Dalam ingatan Maskun, Sukarno mulai menulis tentang filsafat pada 2015. Mulanya, termotivasi menyalurkan aliran diskusi menjadi bahan ajar, yang selanjutnya ditawarkan ke Penerbit Prenada.
“Awalnya buku dibuat sesederhana mungkin, enam bulan berikutnya Prenada menerima kemudian diterbitkan pada 2020,” ungkap Maskun saat diwawancara di ruangannya, Selasa (20/6).
Maskun menceritakan, kedekatannya dengan Sukarno terbangun saat bertemu pertama kali setelah kembali dari Australia. Saat itu, Maskun juga merupakan dosen muda Unhas. Hal itu yang menjadikannya semakin dekat dengan Sukarno. Terlebih saat Sukarno mempunyai kantor di Urip. Sejak 1973 Sukarno telah menjabat sebagai dosen Hukum di Unhas dengan mengampu beberapa mata kuliah, seperti Hukum Acara Perdata dan Filsafat Hukum.
Sukarno menyelesaikan studi S-1 (1970) dan S-3 (2003) di Fakultas Hukum Universitas Hasanuddin. Saat menempuh pendidikan di Fakultas Hukum, dirinya tidak mengeyam jenjang S-2. Usai S-1 ia dipercaya lanjut langsung ke jenjang S-3 bersama koleganya, Mantan Wakil Ketua Mahkamah Konstitusi, Prof Dr Laica Marzuki SH.

****

* _Tugas Wajib_
1. Apakah tiap pernyataan ini sesuai dengan teks tentang Sukarno? (a) Setelah S-1, Sukarno menempuh jenjang S-2 di Fakultas Hukum Unhas. (b) Sukarno sudah menjadi dosen Hukum di Unhas sejak 1973. (c) Buku Sukarno diterbitkan Prenada pada 2015. Jawab ya atau tidak, lalu kutip kata-kata penentunya dari teks.
2. Jawab pertanyaan tentang teks tentang Sukarno ini:
(a) Menurut ingatan Maskun, pada tahun berapa Sukarno mulai menulis tentang filsafat?
(b) Mata kuliah apa saja yang disebut diampu Sukarno?
(c) Dengan kolega siapa Sukarno lanjut ke jenjang S-3?
3. Lanjutkan teks tentang Sukarno mulai dari sesudah kalimat terakhirnya.
Baris data di bawah tidak berhubungan dengan teks tentang Sukarno.

* _Baris Data_
****

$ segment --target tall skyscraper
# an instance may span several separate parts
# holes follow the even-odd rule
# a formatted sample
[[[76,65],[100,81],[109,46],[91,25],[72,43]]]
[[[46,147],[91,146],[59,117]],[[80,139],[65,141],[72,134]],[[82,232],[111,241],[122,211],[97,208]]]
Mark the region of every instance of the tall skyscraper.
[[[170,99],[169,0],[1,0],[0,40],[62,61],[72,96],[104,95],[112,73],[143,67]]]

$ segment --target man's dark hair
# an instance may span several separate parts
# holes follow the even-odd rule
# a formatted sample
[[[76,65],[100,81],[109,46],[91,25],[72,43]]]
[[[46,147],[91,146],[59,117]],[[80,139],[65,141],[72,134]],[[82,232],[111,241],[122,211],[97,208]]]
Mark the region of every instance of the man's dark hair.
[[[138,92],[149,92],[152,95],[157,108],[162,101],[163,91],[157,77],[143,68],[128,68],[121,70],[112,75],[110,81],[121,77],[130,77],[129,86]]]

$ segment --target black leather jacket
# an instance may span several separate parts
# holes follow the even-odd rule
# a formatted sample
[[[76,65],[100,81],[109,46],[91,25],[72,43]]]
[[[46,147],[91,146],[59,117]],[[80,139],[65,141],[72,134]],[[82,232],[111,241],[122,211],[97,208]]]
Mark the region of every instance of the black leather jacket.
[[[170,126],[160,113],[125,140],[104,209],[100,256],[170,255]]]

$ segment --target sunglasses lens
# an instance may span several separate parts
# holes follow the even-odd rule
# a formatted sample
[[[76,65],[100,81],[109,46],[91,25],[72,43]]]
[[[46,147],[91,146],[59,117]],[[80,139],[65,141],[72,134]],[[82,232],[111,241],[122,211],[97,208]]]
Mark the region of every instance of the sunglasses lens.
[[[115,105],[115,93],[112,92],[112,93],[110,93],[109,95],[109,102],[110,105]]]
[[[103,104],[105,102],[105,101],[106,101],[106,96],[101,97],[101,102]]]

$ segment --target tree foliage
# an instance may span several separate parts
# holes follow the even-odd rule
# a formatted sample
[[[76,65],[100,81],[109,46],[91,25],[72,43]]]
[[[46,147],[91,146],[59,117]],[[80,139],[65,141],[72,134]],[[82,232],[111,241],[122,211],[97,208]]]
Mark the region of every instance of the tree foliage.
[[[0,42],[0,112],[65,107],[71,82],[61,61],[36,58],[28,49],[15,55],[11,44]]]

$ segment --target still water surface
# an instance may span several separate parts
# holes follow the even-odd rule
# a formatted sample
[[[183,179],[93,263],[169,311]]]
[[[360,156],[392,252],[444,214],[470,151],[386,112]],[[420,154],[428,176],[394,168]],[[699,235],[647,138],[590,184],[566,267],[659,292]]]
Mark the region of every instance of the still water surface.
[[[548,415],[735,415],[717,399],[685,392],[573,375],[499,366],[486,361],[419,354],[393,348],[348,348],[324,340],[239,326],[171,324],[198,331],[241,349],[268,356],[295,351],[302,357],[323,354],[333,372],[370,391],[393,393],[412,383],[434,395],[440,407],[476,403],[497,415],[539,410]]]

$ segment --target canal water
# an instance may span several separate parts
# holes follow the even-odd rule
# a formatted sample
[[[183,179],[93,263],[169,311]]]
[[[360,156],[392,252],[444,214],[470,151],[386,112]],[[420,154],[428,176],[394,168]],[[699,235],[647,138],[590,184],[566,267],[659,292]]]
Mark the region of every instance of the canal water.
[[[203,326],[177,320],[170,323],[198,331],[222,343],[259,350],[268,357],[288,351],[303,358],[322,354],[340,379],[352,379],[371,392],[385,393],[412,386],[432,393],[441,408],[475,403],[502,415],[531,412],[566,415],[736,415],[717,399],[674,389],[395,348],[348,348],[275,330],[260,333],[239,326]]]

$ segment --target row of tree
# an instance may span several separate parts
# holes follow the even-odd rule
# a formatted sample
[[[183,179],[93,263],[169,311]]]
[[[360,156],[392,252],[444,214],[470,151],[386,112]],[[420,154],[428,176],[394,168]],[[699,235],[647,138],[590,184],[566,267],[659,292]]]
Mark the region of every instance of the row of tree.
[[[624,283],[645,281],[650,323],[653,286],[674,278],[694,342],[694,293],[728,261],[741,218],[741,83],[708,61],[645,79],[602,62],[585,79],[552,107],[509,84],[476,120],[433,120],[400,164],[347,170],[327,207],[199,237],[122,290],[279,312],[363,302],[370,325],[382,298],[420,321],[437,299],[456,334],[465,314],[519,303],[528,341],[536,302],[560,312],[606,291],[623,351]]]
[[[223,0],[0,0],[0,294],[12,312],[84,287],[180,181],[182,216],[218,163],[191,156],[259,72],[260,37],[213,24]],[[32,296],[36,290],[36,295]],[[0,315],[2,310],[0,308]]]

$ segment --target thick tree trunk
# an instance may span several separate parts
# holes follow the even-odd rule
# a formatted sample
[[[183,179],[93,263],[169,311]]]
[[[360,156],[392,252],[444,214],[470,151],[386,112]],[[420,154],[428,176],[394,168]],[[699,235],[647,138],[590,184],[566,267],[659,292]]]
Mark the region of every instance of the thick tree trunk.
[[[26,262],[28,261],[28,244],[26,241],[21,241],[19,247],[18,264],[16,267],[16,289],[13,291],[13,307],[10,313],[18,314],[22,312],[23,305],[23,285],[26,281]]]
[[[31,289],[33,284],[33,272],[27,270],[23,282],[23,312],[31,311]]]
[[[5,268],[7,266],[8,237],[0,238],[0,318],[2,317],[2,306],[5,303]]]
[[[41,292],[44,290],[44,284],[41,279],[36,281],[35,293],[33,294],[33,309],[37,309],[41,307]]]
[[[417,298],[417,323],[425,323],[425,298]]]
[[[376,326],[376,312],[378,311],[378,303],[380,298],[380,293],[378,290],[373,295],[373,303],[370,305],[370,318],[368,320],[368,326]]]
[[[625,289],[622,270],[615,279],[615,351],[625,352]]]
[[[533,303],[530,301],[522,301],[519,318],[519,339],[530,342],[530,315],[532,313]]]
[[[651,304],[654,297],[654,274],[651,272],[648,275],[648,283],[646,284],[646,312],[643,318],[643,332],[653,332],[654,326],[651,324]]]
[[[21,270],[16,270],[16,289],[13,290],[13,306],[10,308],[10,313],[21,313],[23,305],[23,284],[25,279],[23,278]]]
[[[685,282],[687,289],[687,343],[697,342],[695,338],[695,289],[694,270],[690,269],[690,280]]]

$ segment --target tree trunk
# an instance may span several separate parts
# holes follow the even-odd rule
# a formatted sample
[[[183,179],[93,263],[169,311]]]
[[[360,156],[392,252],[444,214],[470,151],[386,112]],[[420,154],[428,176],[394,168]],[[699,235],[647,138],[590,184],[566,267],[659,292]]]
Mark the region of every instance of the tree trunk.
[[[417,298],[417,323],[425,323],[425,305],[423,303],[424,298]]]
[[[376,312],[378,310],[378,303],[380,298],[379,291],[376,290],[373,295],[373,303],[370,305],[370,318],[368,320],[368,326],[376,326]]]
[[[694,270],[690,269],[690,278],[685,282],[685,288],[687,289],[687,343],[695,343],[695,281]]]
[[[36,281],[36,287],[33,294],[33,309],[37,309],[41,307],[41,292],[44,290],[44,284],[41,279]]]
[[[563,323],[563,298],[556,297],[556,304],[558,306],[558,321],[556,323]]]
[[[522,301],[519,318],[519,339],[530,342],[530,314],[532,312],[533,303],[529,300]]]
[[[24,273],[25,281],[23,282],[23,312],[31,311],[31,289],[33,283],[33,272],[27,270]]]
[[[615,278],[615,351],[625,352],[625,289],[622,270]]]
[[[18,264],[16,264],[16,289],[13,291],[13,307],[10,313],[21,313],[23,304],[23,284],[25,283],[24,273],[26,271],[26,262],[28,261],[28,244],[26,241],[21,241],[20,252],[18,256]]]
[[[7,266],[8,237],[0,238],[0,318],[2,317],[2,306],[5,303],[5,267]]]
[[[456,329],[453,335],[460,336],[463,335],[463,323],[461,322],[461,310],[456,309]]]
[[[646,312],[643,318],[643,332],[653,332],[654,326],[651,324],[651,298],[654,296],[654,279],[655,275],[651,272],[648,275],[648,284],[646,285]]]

****

* _Hasil Akhir_
1.
(a) Tidak: "Usai S-1 ia dipercaya lanjut langsung ke jenjang S-3"
(b) Ya: "Sejak 1973 Sukarno telah menjabat sebagai dosen Hukum di Unhas"
(c) Tidak: "diterbitkan pada 2020"

2.
(a) 2015
(b) Hukum Acara Perdata dan Filsafat Hukum
(c) Mantan Wakil Ketua Mahkamah Konstitusi, Prof Dr Laica Marzuki SH

3.
Selama 15 tahun kedekatannya dengan Sukarno, Maskun membantu menarasikan dan mendeskripsikan kata-kata yang pantas dimasukkan dalam menulis buku. Baginya, Sukarno adalah seorang tokoh pemikir yang dapat ditemui dari hasil tulisannya berupa buku dan jurnal. Pada umur 60 tahun, Sukarno banyak menghabiskan waktunya untuk berpikir dan mengkritisi sesuatu hal sehingga bahasa yang digunakan dalam tulisannya pun terbangun.
Beberapa terobosan-terobosan Sukarno selama masih hidup salah satunya membangun masjid. Dia adalah perintis dari Masjid Baitul Hakim yang terdapat di Fakultas Hukum. Adapun satu proyek yang belum diselesaikannya yaitu Majalah Perdata.
Motivasi yang paling berharga dari Sukarno dalam kenangan Maskun adalah “Teruslah bermakna untuk orang lain, bagi siapa pun, agar dikenang lama, serta berbagi sayang.” Sosok Sukarno selalu belajar memberikan makna bagi setiap orang. Dalam hidupnya, tidak ada kamus kegagalan.
“Kalau pun ada beberapa hal yang tidak tercapai, hal itu bukanlah suatu kegagalan, tetapi yang gagal itu kata beliau ialah karena tidak pernah melakukan apa-apa,” tutur Maskun dengan mata berkaca-kaca.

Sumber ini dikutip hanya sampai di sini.